STUDY MATERIAL:
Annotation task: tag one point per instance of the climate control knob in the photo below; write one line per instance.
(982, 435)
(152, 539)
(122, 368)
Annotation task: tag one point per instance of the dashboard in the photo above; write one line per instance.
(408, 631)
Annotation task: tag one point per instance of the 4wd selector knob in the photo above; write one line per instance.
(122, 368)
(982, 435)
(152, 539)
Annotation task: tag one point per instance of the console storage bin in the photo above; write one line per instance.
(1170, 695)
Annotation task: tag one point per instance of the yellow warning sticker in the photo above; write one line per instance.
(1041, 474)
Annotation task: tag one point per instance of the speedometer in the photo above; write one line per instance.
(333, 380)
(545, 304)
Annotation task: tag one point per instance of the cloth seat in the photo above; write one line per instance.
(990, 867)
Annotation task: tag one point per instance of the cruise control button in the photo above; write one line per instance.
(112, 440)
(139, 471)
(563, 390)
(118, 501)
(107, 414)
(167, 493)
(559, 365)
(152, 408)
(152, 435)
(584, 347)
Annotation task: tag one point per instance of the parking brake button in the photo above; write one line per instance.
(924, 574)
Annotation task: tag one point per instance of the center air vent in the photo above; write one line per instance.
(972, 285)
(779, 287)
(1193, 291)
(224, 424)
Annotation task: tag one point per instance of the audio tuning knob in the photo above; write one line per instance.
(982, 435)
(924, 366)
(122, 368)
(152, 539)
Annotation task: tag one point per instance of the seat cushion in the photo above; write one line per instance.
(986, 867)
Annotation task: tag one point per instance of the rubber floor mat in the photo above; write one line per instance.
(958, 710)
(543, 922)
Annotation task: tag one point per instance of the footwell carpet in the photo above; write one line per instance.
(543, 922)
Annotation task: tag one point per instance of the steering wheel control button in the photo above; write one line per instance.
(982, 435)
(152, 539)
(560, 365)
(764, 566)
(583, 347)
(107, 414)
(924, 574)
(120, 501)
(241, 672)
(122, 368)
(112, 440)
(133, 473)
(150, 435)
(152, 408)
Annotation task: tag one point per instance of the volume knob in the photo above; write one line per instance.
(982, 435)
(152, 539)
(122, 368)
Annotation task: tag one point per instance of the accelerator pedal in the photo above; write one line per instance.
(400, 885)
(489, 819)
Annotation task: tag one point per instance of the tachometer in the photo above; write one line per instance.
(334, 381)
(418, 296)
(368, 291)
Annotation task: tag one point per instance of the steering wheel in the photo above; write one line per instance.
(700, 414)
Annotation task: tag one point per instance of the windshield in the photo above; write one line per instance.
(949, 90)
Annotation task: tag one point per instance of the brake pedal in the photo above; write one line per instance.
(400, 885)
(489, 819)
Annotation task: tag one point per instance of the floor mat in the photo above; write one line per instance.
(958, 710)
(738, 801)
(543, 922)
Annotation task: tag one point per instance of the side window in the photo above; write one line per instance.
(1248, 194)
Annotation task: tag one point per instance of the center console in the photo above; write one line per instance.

TASK INSTRUCTIONS:
Return all of the material exactly as written, from the first line through the last.

ANSWER SPACE:
Annotation task: tag one point per instance of the climate control knob in the photo below; write one line per instance.
(982, 435)
(152, 539)
(122, 368)
Annotation task: tag one point per instance of the dashboard in the photo above; write one line per instance.
(408, 631)
Annotation task: tag one point per instance of the 4wd selector knob in the photo above; write one line per instance.
(122, 368)
(982, 435)
(152, 539)
Annotation task: tag one point per instance of the console storage bin in the photo above; write one line per instance.
(1170, 695)
Annotation task: tag one point per instance of the yellow warning sticker in the photo above; write one line per instance.
(1041, 474)
Annotation task: tag one point per instance of the speedometer in the photo above; write one line per instance.
(333, 380)
(545, 304)
Annotation task: tag one point per instance of the cloth seat in the photo above; write one line per instance.
(990, 867)
Annotation task: tag one point per instance of the cruise control button in the photo above; write one line per instance.
(112, 440)
(139, 471)
(563, 390)
(118, 501)
(107, 414)
(167, 493)
(559, 365)
(152, 408)
(152, 435)
(584, 347)
Annotation task: tag one point per instance of the parking brake button in the photo above; write one line per instance.
(924, 574)
Annotation task: tag one point per instance of the center air vent in the photo above; write one line per instance.
(972, 285)
(779, 287)
(1193, 291)
(224, 424)
Annotation task: tag one point per instance of the audio tuning knob in the photo above; write one line per instance.
(982, 435)
(924, 366)
(122, 368)
(152, 539)
Annotation task: tag one point per instance of the seat cushion in the photo above; write one line per instance.
(986, 867)
Annotation task: tag one point per instance of the rubber floor mat in the photo above; write one line per instance.
(958, 710)
(543, 922)
Annotation task: tag one point per instance of the footwell carpet in the photo above; write one line per instance.
(543, 922)
Annotation task: tag one point per instance of the steering wheel control button in the photo above; write one line per instance.
(982, 435)
(152, 539)
(560, 365)
(764, 566)
(583, 347)
(107, 414)
(924, 574)
(120, 501)
(241, 672)
(122, 368)
(112, 440)
(133, 473)
(150, 435)
(152, 408)
Annotation task: tag one point per instance of the volume knob in the photo above; write one line per instance.
(982, 435)
(152, 539)
(122, 368)
Annotation task: tag one point per instance of the accelerator pedal in the photo above; write one line per instance.
(400, 885)
(489, 819)
Annotation task: tag one point per instance of the tachometer in the photo above; write one line per instance.
(334, 381)
(418, 296)
(368, 291)
Annotation task: tag one point per instance of the steering wheel in the photo above; write one line per instance.
(700, 414)
Annotation task: tag one point per instance of the windshield in the photo above; write one line per instance.
(949, 90)
Annotation task: tag one point per instance of the brake pedal in the photo above; write one line per instance.
(400, 885)
(489, 819)
Annotation task: tag one point per instance of the floor mat in the photo above; write one line per instance.
(958, 710)
(738, 801)
(543, 922)
Annotation task: tag one point per instance of the side window in the photo above; write one line per instance.
(1248, 194)
Annotation task: tag one point per instance of the center console in the photo above; write one line per instance.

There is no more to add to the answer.